▸ YOUR OBJECTIVE:
Summarize the passage on lien stripping in two sentences.

+++ PASSAGE FOR REVIEW +++

In a declining real estate market, however, lien stripping becomes a viable option for pursuing relief from some secured debt. For example, suppose the house in the previous example was purchased for $600,000 in late 2007, at the top of the market in Seattle. The debtor purchased the house with a $500,000 first deed of trust from one lender and a $100,000 second deed of trust from another lender. Since being purchased, the house has lost value and is now worth only $490,000. This is less than the value of the first deed of trust, so there’s no value left over to serve as collateral for the second deed of trust—it is considered “wholly undersecured.” In a Chapter 13 bankruptcy, you can move to have a wholly undersecured lien stripped from the property, meaning that it will be treated like an ordinary unsecured debt. If you and your attorney can develop a bankruptcy plan that provides for payment of the arrears on your first mortgage, eliminates your credit card debt, reduces your car payments, and entirely removes the second mortgage on your home, you may find that your whole financial picture looks very different, making it possible to keep your home.
Lien stripping is an example of debt avoidance, a legal term that basically means having a debt legally cancelled or reduced. A lien can also be stripped if it is a judgment lien that is undersecured and impeding a debtor’s homestead. Other common examles of avoidance on other property and houses other than the debtor’s primary residence include the ability to cram down the lien or mortgage to the value of the property, bifurcating the lien obligation into secured and unsecured elements.
Before making the decision to surrender your real estate to the bank, contact us and find out if we can help you stay in your home.

+++ DATA EXTRACTS +++

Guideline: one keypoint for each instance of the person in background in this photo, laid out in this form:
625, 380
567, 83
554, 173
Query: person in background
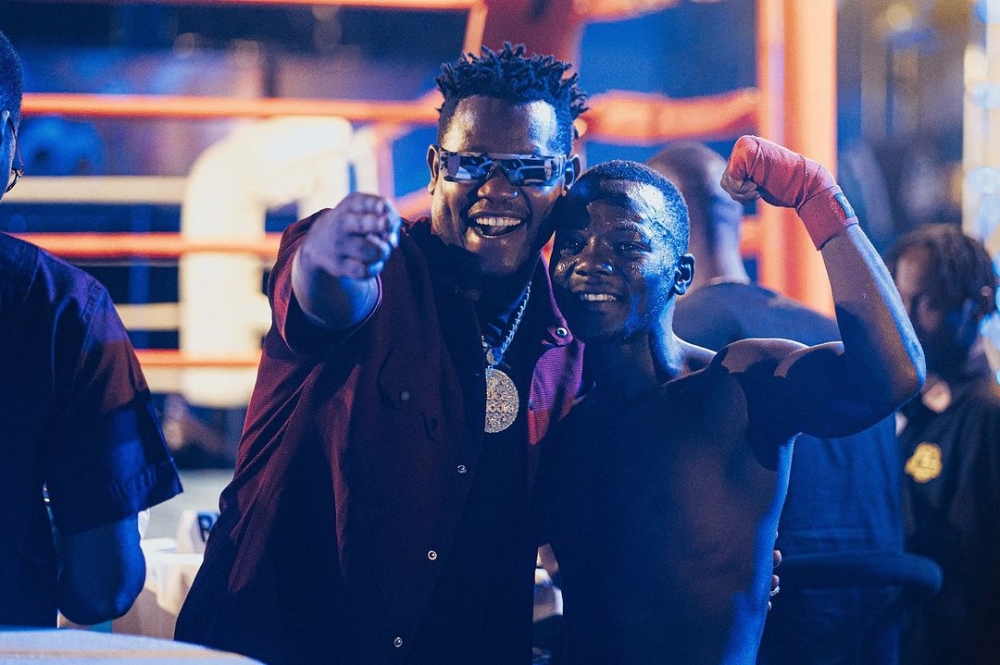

+++

▸ REPLY:
When a home loses enough value in a declining market that it is worth less than the first deed of trust, a second deed of trust becomes "wholly undersecured," and in a Chapter 13 bankruptcy it can be stripped from the property and treated as ordinary unsecured debt. Lien stripping is a form of debt avoidance, which means having a debt legally cancelled or reduced, and it can also apply to an undersecured judgment lien that impedes a debtor's homestead.